= Tâches et exercices =
1 - Reproduisez mot pour mot le passage de l'extrait sur le suicide chez les personnes autistes situé entre « Résultats de l’hypothèse » et « de cette recherche. », bornes incluses.
2 - Poursuivez l'extrait sur le suicide chez les personnes autistes à partir de sa dernière phrase.

Résultats de l’hypothèse 4 : 73 % des personnes autistes utilisent des méthodes de suicide considérées comme violente, une proportion similaire est trouvée pour les personnes non autistes. L’hypothèse 4 selon laquelle les personnes autistes utilisent des méthodes de suicide plus violente que les personne non autistes n’est pas validée non plus dans le cadre de cette recherche.

Explications des résultats de l’étude sur les décès par suicide chez les personnes autistes

Cette étude complète les travaux épidémiologiques existants en Suède (Hirvikoski et al., 2016). Les résultats révèlent une incidence plus faible de décès par suicide chez les individus autistes que celle de l’étude de Hirvikoski et al. Cela peut être dû aux différentes méthodes permettant de déterminer le statut de TSA et / ou les différences réelles de taux de suicide. Les taux peuvent varier d’un pays à l’autre pour de nombreuses raisons liées aux taux de suicide dans la population en général, notamment des facteurs environnementaux (Holopainen, Helama, Björkenstam et Partonen, 2013), des facteurs socioculturels (Amitai&Apter, 2012) et l’accès aux services. (Hester, 2017).

(Entrées de données recueillies)
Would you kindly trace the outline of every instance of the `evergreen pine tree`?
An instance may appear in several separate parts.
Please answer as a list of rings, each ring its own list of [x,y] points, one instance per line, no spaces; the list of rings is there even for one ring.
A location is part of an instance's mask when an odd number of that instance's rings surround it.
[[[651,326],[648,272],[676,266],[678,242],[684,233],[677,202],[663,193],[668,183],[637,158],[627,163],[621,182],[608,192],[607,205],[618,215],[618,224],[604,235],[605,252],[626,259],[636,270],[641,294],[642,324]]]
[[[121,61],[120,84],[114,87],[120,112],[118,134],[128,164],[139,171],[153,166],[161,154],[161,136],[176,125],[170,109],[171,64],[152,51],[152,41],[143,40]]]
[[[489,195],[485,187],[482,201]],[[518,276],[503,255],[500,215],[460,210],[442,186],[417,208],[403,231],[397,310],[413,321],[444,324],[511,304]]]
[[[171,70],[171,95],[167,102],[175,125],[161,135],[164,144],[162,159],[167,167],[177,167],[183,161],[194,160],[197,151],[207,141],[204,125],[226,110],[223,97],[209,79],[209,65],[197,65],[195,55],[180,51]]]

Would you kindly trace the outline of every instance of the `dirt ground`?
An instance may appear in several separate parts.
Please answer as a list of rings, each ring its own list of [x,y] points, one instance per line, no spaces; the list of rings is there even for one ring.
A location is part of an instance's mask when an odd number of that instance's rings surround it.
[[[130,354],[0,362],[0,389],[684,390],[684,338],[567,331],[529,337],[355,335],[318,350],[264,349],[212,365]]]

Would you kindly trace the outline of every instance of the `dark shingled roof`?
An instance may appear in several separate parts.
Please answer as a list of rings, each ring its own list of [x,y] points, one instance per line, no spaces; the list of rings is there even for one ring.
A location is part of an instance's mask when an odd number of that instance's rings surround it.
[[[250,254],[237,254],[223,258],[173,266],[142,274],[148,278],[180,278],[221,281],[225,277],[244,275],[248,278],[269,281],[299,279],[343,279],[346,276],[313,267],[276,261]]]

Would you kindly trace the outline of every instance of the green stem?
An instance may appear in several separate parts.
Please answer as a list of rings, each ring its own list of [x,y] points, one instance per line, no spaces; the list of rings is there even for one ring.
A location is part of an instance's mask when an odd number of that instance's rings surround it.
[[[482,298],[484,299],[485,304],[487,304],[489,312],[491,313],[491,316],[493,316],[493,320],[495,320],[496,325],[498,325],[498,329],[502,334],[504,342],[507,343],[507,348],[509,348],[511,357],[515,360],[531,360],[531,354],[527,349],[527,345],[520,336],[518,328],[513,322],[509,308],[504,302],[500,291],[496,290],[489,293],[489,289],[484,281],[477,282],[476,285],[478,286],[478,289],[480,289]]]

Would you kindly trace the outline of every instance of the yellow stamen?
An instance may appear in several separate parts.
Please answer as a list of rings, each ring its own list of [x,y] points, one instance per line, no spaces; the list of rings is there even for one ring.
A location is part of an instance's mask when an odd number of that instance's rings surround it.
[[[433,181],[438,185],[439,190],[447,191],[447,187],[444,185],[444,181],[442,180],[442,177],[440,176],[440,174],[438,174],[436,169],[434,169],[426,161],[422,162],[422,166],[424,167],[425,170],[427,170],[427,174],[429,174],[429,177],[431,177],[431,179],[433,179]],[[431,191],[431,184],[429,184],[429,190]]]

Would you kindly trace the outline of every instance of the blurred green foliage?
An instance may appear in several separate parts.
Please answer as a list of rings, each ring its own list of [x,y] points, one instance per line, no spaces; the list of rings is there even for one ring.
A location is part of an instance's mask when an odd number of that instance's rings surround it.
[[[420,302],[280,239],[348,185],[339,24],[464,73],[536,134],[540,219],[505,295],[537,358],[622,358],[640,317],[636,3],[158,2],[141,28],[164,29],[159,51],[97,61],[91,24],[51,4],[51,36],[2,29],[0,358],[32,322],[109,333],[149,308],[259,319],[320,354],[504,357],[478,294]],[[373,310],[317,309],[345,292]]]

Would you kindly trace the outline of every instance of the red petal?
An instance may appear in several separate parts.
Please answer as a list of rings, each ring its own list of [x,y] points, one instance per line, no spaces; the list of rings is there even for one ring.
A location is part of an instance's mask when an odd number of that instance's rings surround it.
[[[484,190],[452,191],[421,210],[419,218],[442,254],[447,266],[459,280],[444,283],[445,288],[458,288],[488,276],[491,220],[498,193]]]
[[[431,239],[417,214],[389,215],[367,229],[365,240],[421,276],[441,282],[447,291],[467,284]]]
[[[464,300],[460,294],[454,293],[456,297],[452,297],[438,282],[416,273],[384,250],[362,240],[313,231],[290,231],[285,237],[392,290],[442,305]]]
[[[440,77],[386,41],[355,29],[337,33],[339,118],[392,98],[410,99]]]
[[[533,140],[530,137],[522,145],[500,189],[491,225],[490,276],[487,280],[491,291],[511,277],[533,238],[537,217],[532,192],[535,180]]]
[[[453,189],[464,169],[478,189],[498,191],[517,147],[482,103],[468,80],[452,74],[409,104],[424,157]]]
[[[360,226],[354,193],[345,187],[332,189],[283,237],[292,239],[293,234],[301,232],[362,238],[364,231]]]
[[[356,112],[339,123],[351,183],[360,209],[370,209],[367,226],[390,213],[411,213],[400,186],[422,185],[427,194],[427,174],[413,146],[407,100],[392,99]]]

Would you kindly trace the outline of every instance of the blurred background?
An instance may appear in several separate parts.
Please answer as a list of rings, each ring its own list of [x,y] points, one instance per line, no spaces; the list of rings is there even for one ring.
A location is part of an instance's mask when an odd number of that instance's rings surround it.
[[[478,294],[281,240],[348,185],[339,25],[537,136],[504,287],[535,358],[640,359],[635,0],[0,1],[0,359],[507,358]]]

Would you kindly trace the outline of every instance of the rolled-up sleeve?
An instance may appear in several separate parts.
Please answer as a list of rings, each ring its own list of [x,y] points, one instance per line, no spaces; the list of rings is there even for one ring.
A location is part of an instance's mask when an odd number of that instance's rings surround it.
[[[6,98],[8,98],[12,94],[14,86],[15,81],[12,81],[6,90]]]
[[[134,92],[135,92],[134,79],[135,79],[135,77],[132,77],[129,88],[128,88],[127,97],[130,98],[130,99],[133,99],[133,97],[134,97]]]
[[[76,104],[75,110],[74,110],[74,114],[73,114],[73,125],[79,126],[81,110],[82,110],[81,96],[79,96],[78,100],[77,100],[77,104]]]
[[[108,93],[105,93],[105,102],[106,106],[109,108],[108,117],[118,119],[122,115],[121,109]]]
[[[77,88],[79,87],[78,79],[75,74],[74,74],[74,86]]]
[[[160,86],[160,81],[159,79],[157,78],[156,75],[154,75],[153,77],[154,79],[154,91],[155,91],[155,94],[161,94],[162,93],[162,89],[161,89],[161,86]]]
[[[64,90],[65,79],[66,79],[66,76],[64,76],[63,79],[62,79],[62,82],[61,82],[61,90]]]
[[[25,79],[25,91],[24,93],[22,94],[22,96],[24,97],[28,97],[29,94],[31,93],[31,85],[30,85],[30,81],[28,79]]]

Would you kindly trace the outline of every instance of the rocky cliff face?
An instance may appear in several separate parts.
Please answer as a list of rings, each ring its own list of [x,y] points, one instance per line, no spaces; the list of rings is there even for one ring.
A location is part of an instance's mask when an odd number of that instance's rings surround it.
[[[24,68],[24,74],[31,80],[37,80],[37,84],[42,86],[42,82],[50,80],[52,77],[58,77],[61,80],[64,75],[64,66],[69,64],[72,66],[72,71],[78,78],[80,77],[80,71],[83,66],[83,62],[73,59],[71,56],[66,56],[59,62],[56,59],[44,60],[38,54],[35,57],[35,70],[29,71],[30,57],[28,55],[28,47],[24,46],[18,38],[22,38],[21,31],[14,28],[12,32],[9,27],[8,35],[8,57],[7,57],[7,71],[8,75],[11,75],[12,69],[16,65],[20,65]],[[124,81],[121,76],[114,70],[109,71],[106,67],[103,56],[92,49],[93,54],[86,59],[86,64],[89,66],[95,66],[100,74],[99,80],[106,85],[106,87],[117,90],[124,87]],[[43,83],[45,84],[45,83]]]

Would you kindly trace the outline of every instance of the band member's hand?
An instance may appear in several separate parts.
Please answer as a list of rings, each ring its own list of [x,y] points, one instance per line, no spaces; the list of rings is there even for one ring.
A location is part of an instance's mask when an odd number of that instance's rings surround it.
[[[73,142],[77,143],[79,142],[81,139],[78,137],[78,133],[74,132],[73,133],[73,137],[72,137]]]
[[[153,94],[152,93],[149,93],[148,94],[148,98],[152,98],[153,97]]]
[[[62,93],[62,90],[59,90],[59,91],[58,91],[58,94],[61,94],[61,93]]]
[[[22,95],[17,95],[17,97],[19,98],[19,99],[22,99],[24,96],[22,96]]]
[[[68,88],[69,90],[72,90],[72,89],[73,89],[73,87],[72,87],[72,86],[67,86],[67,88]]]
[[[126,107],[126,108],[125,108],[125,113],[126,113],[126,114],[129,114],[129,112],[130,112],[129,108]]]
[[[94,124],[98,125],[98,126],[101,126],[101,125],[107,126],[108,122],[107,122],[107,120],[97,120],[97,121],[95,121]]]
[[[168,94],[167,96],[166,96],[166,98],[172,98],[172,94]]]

= Réponses =
1 -
Résultats de l’hypothèse 4 : 73 % des personnes autistes utilisent des méthodes de suicide considérées comme violente, une proportion similaire est trouvée pour les personnes non autistes. L’hypothèse 4 selon laquelle les personnes autistes utilisent des méthodes de suicide plus violente que les personne non autistes n’est pas validée non plus dans le cadre de cette recherche.

2 -
Les estimations d’incidence au cours de l’intervalle de temps le plus récent (2013-2017) suggèrent que le risque de suicide est plus élevé chez les personnes autistes par rapport à la population non autiste. Cependant, cette différence a été expliquée principalement par le taux élevé de femmes autistes décédées par suicide.

Durant la période de 2013 à 2017, les chercheurs ont constaté que les femmes autistes ont 5 fois plus de chance de mourir de suicide que leur leurs pairs typiques. Cela concorde avec les résultats trouvé par Hirvikoski et al. (2016). Les femmes autistes ont souvent été négligées dans les recherches (Lai et al., 2015). Les résultats de notre étude fournissent une justification supplémentaire pour renforcer l’attention portée aux femmes.

Certaines études ont montré que les femmes autistes pouvaient être confrontées à divers problèmes, dont l’abus sexuel, les difficultés sociales et des conflits d’identité de genre (Bargiela, Steward et Mandy, 2016). Les expériences traumatisantes et les conflits d’identité sont des facteurs de risque de suicide connus dans la population générale. De plus, des études ont montré que les femmes peuvent ressentir le besoin de camoufler ou de dissimuler leurs traits autistiques (Bargiela et al., 2016), et une étude récente suggère que ces comportements de camouflages sont significativement associés au suicide chez les personnes autistes (Cassidy, Bradley Shaw et Baron-Cohen, 2018).

Le faible taux d’emploi chez les personnes autistes serait aussi un facteur à prendre en compte car les études montrent que c’est un facteur aggravant (e.g., Pelton &Cassidy, 2017). Mais ce facteur n’explique que partiellement le taux de suicide car 49 % des personnes autistes décédées par suicide durant l’étude étaient en emploi ou étudiants.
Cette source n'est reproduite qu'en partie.